Task objective: Identify the line in which "The automated pipeline tagged black claw" appears, then reproduce that line and all remaining lines of the records word for word.

Data for the task:
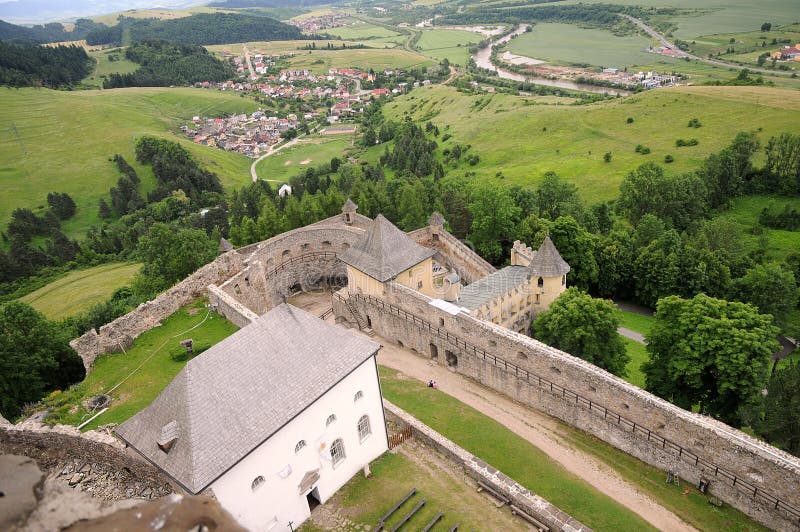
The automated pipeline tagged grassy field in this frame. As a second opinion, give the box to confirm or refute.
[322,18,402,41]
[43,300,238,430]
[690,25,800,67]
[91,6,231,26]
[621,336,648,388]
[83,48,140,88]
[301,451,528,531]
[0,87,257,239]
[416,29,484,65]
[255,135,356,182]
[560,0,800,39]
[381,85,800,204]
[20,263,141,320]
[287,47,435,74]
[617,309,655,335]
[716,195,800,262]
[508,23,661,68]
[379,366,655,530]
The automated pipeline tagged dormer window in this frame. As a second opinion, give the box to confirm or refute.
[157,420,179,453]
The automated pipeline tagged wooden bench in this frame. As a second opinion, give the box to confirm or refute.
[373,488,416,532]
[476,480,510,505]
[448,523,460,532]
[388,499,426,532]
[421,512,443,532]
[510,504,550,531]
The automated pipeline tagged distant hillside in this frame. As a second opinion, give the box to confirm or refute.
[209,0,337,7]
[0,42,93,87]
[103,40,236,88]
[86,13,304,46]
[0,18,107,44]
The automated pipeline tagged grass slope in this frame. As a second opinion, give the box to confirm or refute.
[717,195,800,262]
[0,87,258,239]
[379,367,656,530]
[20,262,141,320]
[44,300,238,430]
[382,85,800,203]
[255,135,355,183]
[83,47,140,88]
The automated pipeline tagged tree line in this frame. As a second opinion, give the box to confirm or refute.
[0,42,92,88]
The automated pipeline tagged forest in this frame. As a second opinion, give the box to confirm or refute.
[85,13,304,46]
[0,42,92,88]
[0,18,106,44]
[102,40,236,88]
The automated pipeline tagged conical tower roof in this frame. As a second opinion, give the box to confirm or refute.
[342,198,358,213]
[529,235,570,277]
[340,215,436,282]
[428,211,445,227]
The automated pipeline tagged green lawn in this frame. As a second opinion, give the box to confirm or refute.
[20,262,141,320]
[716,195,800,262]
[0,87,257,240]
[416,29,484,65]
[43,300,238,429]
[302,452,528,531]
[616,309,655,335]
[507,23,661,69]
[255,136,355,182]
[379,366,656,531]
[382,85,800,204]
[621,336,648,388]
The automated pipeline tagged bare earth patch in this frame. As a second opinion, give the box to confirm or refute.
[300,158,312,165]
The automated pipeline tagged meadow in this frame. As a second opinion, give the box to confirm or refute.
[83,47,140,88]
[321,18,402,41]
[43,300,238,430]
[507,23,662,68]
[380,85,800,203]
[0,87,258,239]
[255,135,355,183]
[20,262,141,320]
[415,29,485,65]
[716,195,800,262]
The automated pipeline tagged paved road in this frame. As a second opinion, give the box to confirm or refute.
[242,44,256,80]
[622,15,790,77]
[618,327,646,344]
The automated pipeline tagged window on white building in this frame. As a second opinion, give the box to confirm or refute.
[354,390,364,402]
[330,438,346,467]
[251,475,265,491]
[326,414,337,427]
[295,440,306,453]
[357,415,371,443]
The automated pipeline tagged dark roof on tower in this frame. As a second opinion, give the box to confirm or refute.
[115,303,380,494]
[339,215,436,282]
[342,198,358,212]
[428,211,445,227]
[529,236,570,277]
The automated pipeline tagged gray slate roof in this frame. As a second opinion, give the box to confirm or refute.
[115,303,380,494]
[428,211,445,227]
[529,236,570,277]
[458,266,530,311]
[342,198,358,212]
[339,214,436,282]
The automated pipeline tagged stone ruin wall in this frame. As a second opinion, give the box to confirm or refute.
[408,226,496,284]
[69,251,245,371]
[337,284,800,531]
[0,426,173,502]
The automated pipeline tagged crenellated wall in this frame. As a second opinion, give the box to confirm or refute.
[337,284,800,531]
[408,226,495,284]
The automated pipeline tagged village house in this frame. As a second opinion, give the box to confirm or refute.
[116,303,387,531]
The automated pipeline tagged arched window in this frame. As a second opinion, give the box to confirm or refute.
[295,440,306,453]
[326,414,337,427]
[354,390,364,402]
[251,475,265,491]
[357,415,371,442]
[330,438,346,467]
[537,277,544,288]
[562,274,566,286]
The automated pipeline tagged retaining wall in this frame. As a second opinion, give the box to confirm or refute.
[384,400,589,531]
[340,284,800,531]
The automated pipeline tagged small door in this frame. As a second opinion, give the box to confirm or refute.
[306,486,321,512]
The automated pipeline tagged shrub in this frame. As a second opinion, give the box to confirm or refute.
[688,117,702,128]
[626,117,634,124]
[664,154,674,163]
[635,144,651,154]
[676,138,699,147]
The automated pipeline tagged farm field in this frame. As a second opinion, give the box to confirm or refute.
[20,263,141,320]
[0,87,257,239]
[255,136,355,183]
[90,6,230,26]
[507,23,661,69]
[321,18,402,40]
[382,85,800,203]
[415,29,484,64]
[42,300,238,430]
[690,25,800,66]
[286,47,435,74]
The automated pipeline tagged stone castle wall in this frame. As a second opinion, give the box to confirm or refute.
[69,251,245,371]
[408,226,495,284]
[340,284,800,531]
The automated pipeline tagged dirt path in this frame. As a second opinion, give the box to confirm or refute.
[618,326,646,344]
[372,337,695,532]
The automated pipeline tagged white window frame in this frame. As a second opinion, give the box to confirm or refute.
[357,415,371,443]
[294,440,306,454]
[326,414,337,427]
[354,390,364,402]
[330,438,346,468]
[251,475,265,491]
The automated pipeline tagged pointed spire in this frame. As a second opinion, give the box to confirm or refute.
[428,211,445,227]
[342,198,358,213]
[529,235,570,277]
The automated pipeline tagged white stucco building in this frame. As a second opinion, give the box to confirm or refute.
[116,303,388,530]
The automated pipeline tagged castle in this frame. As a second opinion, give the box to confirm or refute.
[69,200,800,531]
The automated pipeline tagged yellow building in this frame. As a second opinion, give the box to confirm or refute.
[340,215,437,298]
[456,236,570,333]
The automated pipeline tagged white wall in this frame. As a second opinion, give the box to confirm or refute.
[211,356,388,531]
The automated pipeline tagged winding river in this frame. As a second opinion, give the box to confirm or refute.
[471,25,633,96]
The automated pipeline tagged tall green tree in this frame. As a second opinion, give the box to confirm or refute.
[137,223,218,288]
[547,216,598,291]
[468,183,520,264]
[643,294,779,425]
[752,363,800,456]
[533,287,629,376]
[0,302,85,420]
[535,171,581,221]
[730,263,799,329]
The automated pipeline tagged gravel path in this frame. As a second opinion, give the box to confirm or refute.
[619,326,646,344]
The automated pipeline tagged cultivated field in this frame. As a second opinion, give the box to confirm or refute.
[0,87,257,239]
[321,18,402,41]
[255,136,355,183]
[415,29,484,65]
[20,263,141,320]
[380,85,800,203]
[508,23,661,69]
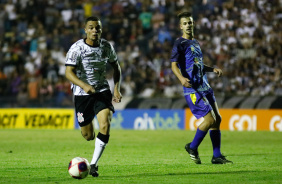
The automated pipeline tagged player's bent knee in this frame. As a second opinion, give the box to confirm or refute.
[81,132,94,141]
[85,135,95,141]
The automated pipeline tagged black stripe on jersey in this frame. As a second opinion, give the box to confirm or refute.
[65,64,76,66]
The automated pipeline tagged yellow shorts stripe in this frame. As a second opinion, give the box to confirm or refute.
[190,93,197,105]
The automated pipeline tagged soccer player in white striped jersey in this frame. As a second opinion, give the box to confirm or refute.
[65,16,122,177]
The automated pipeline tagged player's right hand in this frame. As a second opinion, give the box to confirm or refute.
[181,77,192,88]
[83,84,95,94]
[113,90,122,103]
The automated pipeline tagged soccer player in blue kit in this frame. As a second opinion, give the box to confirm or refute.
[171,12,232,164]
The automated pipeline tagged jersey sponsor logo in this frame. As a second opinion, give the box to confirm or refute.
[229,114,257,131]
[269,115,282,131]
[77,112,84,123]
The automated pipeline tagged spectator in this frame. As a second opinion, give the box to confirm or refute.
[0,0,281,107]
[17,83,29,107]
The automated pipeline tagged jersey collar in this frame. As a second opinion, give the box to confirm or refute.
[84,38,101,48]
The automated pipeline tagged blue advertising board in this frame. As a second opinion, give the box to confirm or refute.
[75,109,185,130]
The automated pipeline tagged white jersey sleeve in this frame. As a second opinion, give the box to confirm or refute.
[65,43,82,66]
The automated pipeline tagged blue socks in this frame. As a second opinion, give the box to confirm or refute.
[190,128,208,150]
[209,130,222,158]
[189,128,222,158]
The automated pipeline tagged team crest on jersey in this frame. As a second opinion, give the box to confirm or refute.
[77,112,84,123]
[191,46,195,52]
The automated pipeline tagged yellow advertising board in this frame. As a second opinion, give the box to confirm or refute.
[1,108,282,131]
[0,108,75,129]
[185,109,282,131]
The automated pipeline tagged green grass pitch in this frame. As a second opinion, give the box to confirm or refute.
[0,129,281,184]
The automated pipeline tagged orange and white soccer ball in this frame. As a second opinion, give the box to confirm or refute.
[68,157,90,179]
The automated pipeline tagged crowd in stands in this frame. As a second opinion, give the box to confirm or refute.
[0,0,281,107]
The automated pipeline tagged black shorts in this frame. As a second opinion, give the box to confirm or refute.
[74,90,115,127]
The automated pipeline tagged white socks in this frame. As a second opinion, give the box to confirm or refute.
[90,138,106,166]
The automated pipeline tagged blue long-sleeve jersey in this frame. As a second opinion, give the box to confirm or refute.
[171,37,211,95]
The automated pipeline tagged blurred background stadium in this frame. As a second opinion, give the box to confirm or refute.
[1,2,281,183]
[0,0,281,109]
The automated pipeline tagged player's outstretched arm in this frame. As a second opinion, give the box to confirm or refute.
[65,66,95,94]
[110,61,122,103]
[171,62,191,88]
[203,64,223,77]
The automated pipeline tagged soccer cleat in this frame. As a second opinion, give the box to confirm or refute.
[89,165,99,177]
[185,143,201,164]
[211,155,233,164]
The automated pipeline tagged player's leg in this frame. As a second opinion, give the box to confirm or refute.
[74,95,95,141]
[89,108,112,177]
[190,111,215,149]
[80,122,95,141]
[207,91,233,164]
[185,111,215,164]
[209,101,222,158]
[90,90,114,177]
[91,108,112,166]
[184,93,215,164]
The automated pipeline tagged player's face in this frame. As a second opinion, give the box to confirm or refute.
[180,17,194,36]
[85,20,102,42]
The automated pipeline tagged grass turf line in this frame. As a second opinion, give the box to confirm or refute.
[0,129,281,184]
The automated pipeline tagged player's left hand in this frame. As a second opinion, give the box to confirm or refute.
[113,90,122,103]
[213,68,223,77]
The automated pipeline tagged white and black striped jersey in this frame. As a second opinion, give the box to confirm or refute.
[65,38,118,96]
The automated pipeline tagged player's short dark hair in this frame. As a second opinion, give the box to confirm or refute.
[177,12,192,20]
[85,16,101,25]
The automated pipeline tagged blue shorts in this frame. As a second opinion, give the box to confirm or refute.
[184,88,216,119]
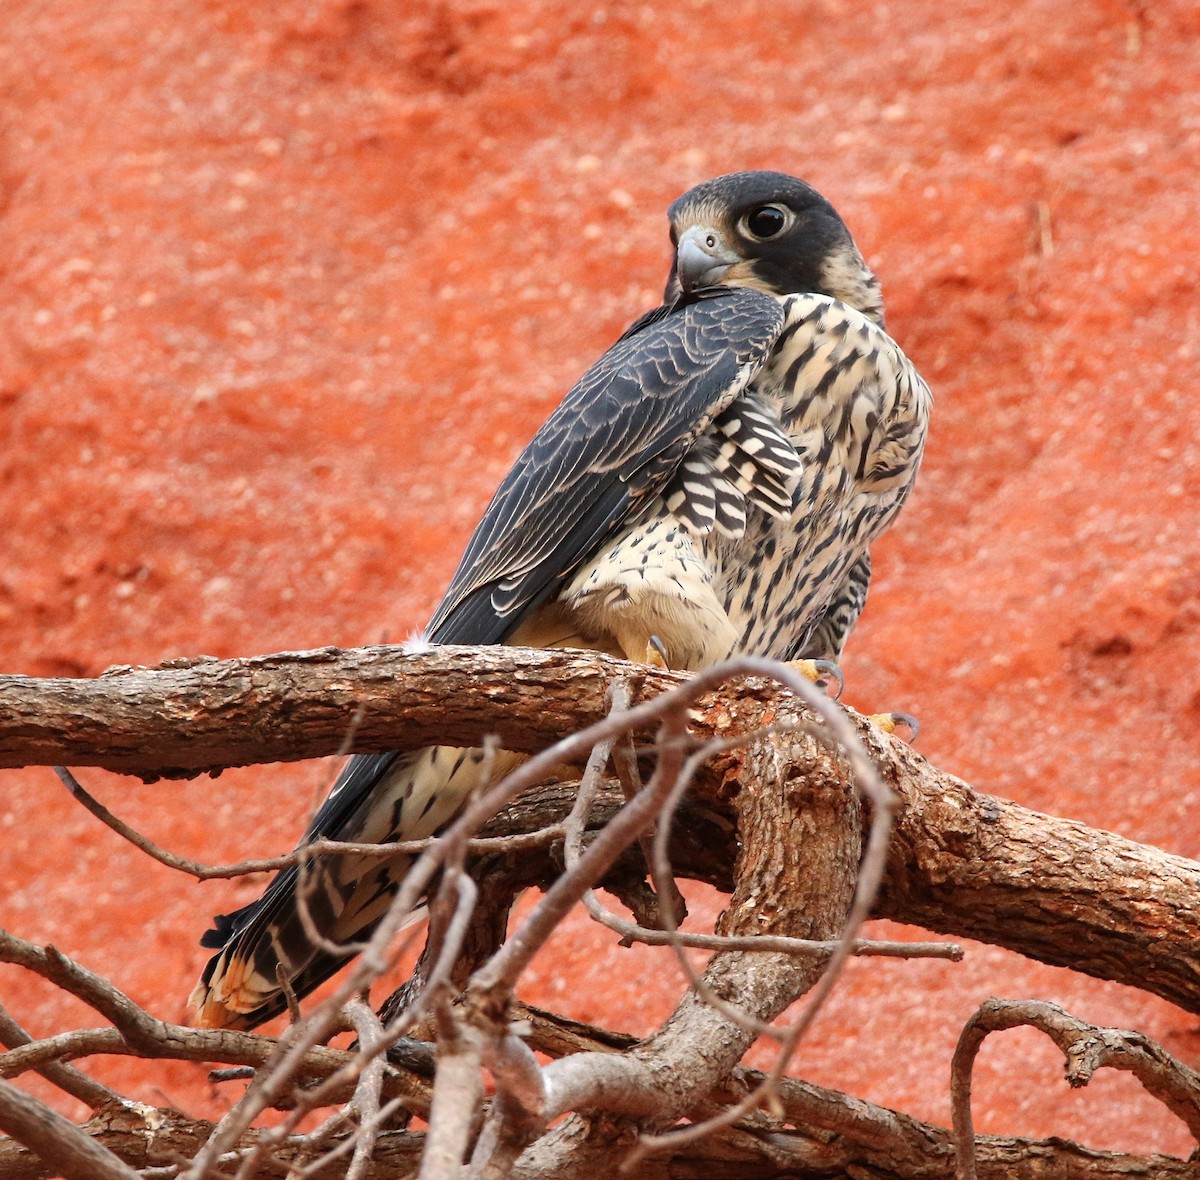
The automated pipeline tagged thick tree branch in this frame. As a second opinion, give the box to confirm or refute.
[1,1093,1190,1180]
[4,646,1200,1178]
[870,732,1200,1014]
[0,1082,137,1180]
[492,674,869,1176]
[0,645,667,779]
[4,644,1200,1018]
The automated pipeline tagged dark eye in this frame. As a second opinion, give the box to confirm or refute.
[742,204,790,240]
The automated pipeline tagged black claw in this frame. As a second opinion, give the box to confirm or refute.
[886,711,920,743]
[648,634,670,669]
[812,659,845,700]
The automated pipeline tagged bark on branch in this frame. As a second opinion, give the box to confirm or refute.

Response for this exercise:
The automated pipeline tagged black claw in this frame. As a second opinion, give the box to confirm or refute.
[886,711,920,743]
[648,634,670,669]
[812,659,845,700]
The automated pipeline tagged bark on branch in this frame. As a second opinion, give the box to confirm or refute.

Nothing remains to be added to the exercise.